(Excerpts of pointing data)
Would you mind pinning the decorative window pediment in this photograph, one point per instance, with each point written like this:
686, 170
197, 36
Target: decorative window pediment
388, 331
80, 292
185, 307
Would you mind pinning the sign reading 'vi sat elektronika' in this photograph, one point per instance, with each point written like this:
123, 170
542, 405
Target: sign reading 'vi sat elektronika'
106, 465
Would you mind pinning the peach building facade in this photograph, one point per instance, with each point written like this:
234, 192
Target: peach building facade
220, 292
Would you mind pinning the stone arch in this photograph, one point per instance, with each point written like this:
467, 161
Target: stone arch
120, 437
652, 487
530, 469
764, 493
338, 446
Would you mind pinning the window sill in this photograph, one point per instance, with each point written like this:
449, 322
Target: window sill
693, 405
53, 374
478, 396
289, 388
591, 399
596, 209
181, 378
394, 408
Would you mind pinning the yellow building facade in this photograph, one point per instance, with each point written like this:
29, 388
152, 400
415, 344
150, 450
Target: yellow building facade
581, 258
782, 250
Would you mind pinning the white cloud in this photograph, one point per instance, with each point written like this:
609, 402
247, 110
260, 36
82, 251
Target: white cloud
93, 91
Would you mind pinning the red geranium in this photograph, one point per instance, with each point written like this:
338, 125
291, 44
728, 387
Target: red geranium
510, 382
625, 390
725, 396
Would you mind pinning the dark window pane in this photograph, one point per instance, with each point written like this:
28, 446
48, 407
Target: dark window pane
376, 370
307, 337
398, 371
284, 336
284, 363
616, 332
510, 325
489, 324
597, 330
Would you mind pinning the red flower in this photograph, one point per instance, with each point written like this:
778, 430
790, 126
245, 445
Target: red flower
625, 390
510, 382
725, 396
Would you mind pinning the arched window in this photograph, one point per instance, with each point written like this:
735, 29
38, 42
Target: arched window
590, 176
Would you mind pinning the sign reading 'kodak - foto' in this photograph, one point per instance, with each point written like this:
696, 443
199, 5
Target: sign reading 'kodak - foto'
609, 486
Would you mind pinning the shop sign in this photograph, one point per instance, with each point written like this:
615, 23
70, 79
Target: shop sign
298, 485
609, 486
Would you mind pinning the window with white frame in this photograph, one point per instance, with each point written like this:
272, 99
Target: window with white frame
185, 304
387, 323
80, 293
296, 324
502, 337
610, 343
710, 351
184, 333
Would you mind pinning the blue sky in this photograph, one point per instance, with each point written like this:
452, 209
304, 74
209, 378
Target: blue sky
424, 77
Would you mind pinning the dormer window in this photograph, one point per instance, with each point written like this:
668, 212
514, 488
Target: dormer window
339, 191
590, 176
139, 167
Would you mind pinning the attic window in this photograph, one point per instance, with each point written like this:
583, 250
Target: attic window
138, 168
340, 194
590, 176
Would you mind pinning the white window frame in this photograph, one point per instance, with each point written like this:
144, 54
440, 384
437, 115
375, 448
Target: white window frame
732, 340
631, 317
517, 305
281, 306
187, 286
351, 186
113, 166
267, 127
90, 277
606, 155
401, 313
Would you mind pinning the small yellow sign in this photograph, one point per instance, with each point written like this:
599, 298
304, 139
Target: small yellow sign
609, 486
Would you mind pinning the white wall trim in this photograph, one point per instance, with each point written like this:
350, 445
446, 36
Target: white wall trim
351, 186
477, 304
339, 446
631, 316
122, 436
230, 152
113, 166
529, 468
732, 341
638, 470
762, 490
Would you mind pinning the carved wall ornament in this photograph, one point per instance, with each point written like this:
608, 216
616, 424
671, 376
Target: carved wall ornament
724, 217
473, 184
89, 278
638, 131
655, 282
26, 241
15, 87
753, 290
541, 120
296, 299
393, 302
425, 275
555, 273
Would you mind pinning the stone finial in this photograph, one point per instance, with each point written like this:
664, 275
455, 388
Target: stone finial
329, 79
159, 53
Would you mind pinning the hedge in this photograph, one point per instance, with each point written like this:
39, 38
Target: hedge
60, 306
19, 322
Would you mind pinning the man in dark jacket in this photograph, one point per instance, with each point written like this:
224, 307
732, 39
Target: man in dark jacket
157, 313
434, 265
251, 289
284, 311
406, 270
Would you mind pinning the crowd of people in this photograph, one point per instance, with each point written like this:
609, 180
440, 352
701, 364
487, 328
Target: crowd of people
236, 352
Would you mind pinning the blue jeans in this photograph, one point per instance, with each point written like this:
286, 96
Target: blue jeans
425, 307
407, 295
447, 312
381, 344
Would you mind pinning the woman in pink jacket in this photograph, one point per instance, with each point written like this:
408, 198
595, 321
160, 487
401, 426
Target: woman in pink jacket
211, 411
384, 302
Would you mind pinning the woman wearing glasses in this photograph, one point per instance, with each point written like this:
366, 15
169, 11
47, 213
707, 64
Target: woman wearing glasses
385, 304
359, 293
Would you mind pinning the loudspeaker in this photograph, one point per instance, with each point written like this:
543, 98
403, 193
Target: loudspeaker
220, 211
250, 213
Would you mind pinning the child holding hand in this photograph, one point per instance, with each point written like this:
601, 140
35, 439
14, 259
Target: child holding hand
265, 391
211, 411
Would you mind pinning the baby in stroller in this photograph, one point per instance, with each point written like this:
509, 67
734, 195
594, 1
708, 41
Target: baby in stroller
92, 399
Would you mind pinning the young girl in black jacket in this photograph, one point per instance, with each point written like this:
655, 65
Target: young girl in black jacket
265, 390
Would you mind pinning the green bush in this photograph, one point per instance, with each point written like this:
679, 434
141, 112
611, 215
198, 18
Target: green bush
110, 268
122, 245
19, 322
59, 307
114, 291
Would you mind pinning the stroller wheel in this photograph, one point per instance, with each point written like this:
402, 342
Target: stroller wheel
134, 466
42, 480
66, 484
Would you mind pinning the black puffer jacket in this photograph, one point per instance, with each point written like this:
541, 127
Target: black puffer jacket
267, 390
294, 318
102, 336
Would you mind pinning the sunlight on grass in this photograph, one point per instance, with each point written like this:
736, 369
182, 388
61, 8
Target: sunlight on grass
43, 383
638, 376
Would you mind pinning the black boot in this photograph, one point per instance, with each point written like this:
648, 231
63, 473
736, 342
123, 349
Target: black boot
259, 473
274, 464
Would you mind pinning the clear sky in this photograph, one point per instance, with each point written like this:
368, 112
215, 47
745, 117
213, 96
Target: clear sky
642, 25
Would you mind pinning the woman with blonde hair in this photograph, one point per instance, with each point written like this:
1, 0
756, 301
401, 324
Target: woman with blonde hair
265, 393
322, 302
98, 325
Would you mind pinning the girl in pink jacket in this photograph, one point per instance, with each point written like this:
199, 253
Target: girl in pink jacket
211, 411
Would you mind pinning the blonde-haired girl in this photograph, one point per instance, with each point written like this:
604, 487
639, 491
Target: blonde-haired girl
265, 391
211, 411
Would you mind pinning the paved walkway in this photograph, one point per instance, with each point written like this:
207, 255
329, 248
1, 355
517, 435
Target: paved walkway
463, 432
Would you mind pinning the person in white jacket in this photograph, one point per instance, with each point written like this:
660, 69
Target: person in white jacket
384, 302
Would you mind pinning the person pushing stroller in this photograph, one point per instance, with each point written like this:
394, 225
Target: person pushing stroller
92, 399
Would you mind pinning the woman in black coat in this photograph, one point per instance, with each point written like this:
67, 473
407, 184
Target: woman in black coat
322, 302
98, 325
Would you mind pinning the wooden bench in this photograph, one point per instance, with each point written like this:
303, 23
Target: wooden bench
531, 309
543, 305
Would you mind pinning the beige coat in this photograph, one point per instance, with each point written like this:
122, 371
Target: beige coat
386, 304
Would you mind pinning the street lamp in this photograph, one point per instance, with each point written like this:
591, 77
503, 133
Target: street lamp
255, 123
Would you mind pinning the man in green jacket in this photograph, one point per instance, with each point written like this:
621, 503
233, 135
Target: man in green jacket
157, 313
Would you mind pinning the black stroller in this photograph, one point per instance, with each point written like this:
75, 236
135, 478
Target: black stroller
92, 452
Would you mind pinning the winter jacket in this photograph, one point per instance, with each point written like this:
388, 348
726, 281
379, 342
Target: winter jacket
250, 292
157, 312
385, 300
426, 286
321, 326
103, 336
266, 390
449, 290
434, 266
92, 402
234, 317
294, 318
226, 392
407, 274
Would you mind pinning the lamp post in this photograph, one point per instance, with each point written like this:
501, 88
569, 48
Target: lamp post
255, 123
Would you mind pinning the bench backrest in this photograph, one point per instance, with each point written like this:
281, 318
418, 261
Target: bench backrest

- _Exercise goal_: Write out exactly the lines of the entries above that run from the line containing "Would you mind pinning the person in" through the last line, including both.

- _Solution to this problem_:
Would you mind pinning the person in white jacket in this photograph, one point per instance, with each point written like this:
660, 69
Target: person in white jacket
384, 302
Would you mind pinning the person pushing stroller in this photograph, one point per instance, with each point written like this:
394, 225
Target: person pushing stroller
92, 399
Would you mind pinning the woman in black coat in this photograph, one point per instance, with each point written like this:
67, 473
407, 184
Target: woman in black coat
322, 302
98, 325
Would you mind pinning the wooden bench in this photograph, one point per instance, with each point written like this:
303, 23
Target: wooden bench
531, 309
543, 305
Would you mind pinning the beige coat in this photograph, one point per instance, with each point written like this:
122, 371
Target: beige coat
386, 304
Would you mind pinning the street lamp in this photograph, one point per instance, with each point written like this:
591, 77
503, 133
Target: street lamp
255, 123
Would you mind pinning the man in green jacket in this photograph, one point per instance, with each point written like this:
621, 503
233, 135
Target: man in green jacket
157, 313
Would you mind pinning the black stroller in this photograph, one point per instance, with each point written like this:
75, 236
135, 478
Target: black stroller
92, 452
Would you mind pinning the winter jacket in this photograph, one point per instance, with each point written like this:
388, 348
726, 281
379, 342
Target: winter jacket
250, 292
157, 312
385, 300
426, 286
321, 326
103, 336
266, 390
449, 290
434, 266
92, 402
234, 317
294, 318
226, 392
407, 274
Would you mind pinning the lamp post in this photograph, one point per instance, with each point written like this:
501, 88
569, 48
Target: lamp post
255, 123
Would you mind pinning the bench backrest in this photograph, one point per instance, with each point written like this:
281, 318
418, 261
Target: bench backrest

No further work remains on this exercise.